Required tasks
1/ In the review of the Syfy miniseries "Childhood's End," who plays Karellen, the aliens' representative?
2/ Pick up the review of the "Childhood's End" miniseries after its final sentence and keep writing it.

Humanity’s struggle to understand its place in the universe was one of the central themes of science-fiction author Arthur C. Clarke’s book “Childhood’s End,” which has been adapted into a Syfy miniseries that has its own crisis of confidence. Although Clarke’s 62-year-old novel, about a seemingly benign alien invasion with ominous undertones, is an enormously influential sci-fi work, director Nick Hurran and writer Matthew Graham can’t fully lick the problem of how to make the material resonate at a time when viewers have been inundated with plenty of stories about extraterrestrial encounters. Some of the original tale’s poetic, deceptively detached tone remains, but this miniseries ends up feeling derivative of the films and TV shows that have come in “Childhood’s End’s” wake.
The three-night event kicks off with a chilling opening image: Sometime in the future, an inconsolable man (Osy Ikhile) sits alone on what appears to be a desolate Earth commenting on the end of the human race. From there, “Childhood’s End” flashes to 2016 as UFOs bearing messages of peace enter our atmosphere. Soon, humanity sends an ambassador — a levelheaded, modest Missouri farmer named Ricky (Mike Vogel) — to meet with the aliens’ representative, Karellen (Charles Dance), who shields himself from his human counterpart, concerned that the denizens of Earth will be unsettled by his appearance.

Coordinate annotation records:
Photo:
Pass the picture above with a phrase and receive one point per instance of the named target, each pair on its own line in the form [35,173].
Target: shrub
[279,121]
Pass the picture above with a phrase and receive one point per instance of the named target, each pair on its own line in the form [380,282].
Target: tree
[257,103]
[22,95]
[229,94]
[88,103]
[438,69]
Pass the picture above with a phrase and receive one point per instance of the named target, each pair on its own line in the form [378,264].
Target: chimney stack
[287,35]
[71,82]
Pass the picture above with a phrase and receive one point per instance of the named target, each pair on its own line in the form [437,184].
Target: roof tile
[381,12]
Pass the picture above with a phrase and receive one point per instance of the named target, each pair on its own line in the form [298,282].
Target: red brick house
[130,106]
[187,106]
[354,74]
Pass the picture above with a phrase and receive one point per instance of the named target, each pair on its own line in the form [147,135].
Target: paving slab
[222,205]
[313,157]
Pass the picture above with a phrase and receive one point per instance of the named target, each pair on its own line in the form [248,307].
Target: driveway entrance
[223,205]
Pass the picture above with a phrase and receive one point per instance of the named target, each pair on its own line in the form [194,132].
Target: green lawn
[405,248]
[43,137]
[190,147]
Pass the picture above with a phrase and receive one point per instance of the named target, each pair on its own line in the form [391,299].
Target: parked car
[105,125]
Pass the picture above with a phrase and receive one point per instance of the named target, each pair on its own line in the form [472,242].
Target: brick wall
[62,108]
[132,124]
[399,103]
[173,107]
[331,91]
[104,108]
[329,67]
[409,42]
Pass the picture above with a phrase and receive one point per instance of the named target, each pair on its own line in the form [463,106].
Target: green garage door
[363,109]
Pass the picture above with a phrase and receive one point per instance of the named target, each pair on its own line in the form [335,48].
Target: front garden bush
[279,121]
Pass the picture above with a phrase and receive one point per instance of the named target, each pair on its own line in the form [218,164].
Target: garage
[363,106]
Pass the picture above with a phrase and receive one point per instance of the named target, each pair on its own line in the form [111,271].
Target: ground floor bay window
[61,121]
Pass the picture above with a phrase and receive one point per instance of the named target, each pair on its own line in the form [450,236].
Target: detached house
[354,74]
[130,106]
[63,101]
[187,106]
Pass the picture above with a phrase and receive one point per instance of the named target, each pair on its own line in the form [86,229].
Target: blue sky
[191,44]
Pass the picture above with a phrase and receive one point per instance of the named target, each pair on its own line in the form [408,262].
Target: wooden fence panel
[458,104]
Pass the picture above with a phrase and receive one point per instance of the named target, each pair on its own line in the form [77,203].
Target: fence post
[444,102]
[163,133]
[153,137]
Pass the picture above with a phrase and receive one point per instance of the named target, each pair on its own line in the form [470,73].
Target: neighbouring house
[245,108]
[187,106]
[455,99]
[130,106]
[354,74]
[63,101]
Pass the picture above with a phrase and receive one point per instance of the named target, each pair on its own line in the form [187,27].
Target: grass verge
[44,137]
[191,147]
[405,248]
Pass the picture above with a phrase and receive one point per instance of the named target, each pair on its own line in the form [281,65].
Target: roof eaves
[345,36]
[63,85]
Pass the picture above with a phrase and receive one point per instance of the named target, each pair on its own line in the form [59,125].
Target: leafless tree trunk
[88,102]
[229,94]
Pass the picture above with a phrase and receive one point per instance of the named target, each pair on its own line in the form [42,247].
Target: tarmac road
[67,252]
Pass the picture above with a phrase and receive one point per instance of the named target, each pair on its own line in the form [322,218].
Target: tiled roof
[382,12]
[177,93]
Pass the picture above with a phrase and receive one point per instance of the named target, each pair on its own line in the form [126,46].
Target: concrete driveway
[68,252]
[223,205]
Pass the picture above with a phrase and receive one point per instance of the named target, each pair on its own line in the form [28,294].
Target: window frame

Responses in order
1/ Charles Dance

2/
For fans of Clarke’s novel, the reveal of Karellen is one of this miniseries’ best-executed moments, and Dance gives the character a regal soulfulness underneath the frightening exterior. But other elements of the book aren’t as successfully translated. A project that has kicked around Hollywood for decades, “Childhood’s End” (like Clarke’s subsequent book and screenplay for Stanley Kubrick‘s “2001: A Space Odyssey”) merged hard science with speculative fiction, resulting in a novel that questioned humanity’s relative importance amid all the civilizations and solar systems across the galaxy. The miniseries tips its hand early that the aliens, known as the Overlords, aren’t here just to teach us how to live in harmony and end global warming. But the book’s sense of inevitable, doomed grandeur — the resigned, bittersweet recognition that human beings’ fate is just a small cog in the complicated, methodical structure of the cosmos — mostly goes missing.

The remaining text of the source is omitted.